**PASSAGE PROVIDED**
........

Among the styles in its crowdfunding promotion are several that may appeal to Tradsville denizens, including its Read Boat Shoe, Gilman Camp Moc, Classic Ranger Moc, and Beef Roll Penny Loafers (and if anyone’s going for a 70s Japan-influenced Heavy Duty Ivy-look, I could see the Acadia Chukka working, too).
One of the reasons I’m so passionately proselytizing for the shoemaker is that Rancourt’s been among my chief footwear sources for the last five years. I’ve accumulated five pairs in that time, and the level of comfort that comes from a broken-in pair of Rancourt moccasins is something to behold. That quality, and the fact that these are decidedly un-precious shoes that can take a beating and only look better with age, sees me wearing Rancourts 3-4 times a week and almost exclusively when I travel.
Among those currently offered in the promotion, I own the Gilman Camp Moc, the Classic Ranger Moc, and the Beef Roll Penny Loafers. I like slipping into the camp moc with shorts and an OCBD for quick errands in summer, though I’ve also found them to cozily pair with Shetland sweaters, cuffed khakis, and thick socks for in fall and winter. The ranger moc is what I wear in lieu of sneakers, and mine have seen action hiking and bike-riding and make a great foul-weather shoe with a bit of leather dressing. As such, I like wearing it with Levi’s 501s and a Barbour jacket.

........

**EXERCISES**
**a)** In the passage about Rancourt shoes, how many pairs has the writer accumulated over the last five years?
**b)** Extend the passage about Rancourt shoes, picking up right after its final sentence.
The data after this comes from a separate source.

**DATA EXCERPT**

........

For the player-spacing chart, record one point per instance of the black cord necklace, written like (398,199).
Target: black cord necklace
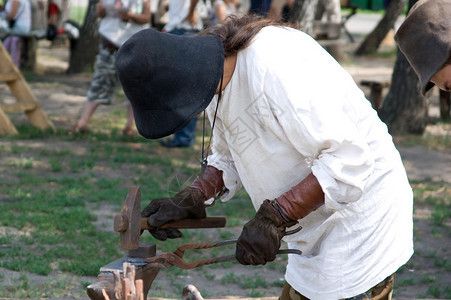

........

**OUTPUTS**
**a)** Five pairs.

**b)**
But I’ll admit that the penny loafers are my favorite. Their stretchy chromexcel leather has formed to my foot like no other, and among the things I look forward to most when warm weather returns is the feeling of slipping into them with my bare feet (admittedly, I do wear no-show socks). The shoe’s beef roll detail, soft, rounded shape and moccasin stitching make it great for knocking about with chinos or denim and an OCBD, but the leather midsole keeps it smartly elevated. I’ve resoled my pair perhaps three times and they’re still going strong.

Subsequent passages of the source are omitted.